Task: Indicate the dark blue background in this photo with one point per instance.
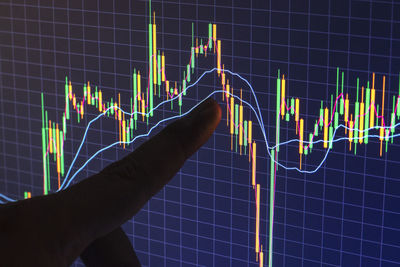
(346, 214)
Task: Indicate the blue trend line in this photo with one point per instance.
(67, 181)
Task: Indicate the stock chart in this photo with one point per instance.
(303, 169)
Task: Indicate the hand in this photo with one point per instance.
(84, 220)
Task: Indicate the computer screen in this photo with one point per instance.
(303, 169)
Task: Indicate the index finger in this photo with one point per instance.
(104, 201)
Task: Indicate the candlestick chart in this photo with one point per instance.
(295, 132)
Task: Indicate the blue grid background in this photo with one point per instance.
(346, 214)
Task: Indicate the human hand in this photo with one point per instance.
(85, 218)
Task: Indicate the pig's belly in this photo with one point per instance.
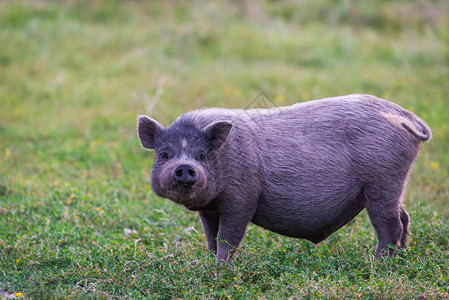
(311, 219)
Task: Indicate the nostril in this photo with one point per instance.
(185, 174)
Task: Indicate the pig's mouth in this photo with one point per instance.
(183, 193)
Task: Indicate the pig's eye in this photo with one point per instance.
(201, 156)
(163, 155)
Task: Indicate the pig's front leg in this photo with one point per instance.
(210, 222)
(231, 230)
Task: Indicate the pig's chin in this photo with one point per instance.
(185, 195)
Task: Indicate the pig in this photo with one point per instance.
(301, 171)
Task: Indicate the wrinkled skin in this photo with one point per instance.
(302, 171)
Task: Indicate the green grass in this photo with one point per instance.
(74, 76)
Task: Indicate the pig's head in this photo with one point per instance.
(184, 167)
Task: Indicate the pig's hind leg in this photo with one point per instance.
(389, 219)
(405, 219)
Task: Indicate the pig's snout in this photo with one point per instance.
(185, 174)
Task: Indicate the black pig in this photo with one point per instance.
(302, 171)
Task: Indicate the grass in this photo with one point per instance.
(77, 216)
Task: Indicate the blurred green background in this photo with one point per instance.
(74, 75)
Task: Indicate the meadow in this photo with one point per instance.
(78, 219)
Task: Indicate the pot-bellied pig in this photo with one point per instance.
(302, 171)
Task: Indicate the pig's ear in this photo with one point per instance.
(218, 133)
(148, 129)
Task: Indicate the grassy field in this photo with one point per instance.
(77, 216)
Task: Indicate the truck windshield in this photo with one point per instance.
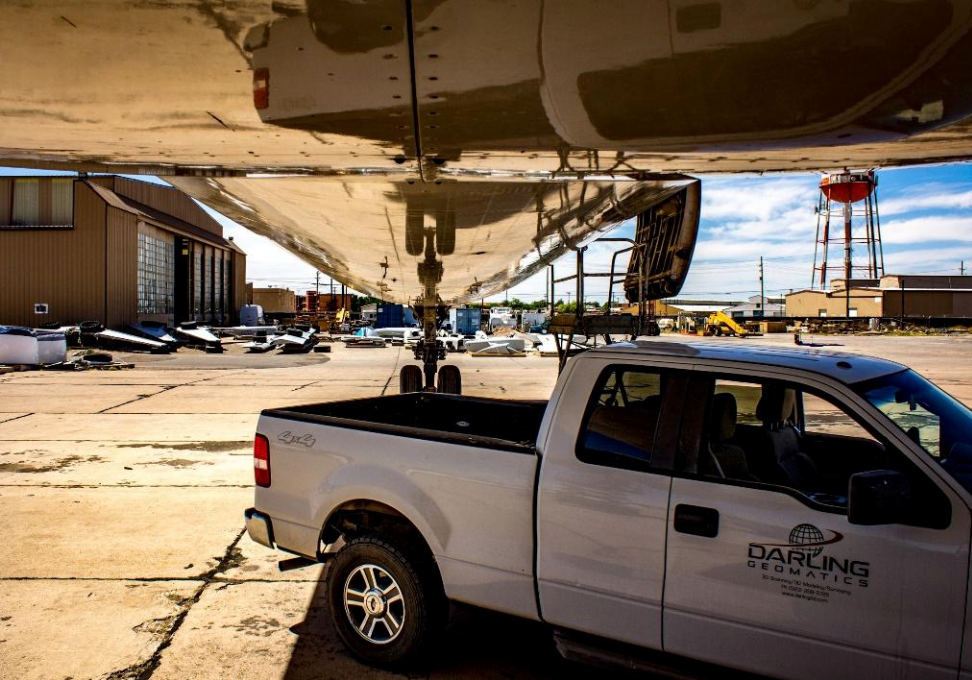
(931, 418)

----

* _PROBLEM REQUIREMENTS_: Repeat the lines above word for word, but omit the pictures from your answer.

* _RESPONSE BELOW_:
Task: Indicate the dark blue background in this photo with one point per instance.
(346, 214)
Task: Indicate the blue trend line in this photo with one point per instance.
(67, 181)
Task: Indicate the stock chart in this photo with one point per instance.
(303, 169)
Task: Indicate the hand in this photo with one point per instance.
(84, 220)
Task: Indicate the computer screen in this photo with one point per instance.
(303, 169)
Task: Indicate the index finger in this photo with one point per instance.
(104, 201)
Task: Indicate the candlestick chart in this photo with one point per instance.
(295, 132)
Task: Indicate the blue grid background in this photo with one point per instance.
(346, 214)
Task: Indicate the human hand in this photo with one point per instance.
(85, 218)
Task: Indicate the pig's belly in this photo with one point per instance.
(311, 219)
Task: Indicate the nostril in this photo with one point per instance.
(185, 174)
Task: Indicate the pig's mouth in this photo with one point per instance.
(183, 193)
Task: Indicate the pig's eye in this photo with one point per instance.
(201, 156)
(163, 155)
Task: Indicate the pig's front leg in this photo with one point per instance.
(210, 222)
(231, 230)
Task: Indicate the pig's chin in this photo with one point per instance.
(185, 195)
Task: Indicate the pig in this photo with one point per instance.
(301, 171)
Task: Indicate the wrinkled skin in this photo with one point per instance.
(302, 171)
Task: Indicate the green grass in this photo with one point per instance.
(74, 76)
Task: Indicate the pig's head in this photo with one point per instance.
(184, 167)
Task: Indicate the pig's hind leg in this photo with one point per instance.
(389, 219)
(405, 219)
Task: Indicate the pig's snout in this photo with one point per instance.
(185, 174)
Task: Indicate the black pig in this photo with one point per instance.
(302, 171)
Task: Indicate the grass in this photo with one point per instance.
(77, 216)
Task: Indicate the blurred green background in this photo with one point per instance.
(74, 75)
Task: Indicate the meadow in this photo with one point per instance.
(78, 219)
Task: Indicate the pot-bellied pig in this photo with one point per instance.
(302, 171)
Task: Indicate the pig's ear in this photo with one point per instance.
(218, 133)
(148, 129)
Task: Indicate the grassy field in this photo with one point per instance.
(77, 216)
Task: Indicate the truck windshield in this photo with one point per instance.
(931, 418)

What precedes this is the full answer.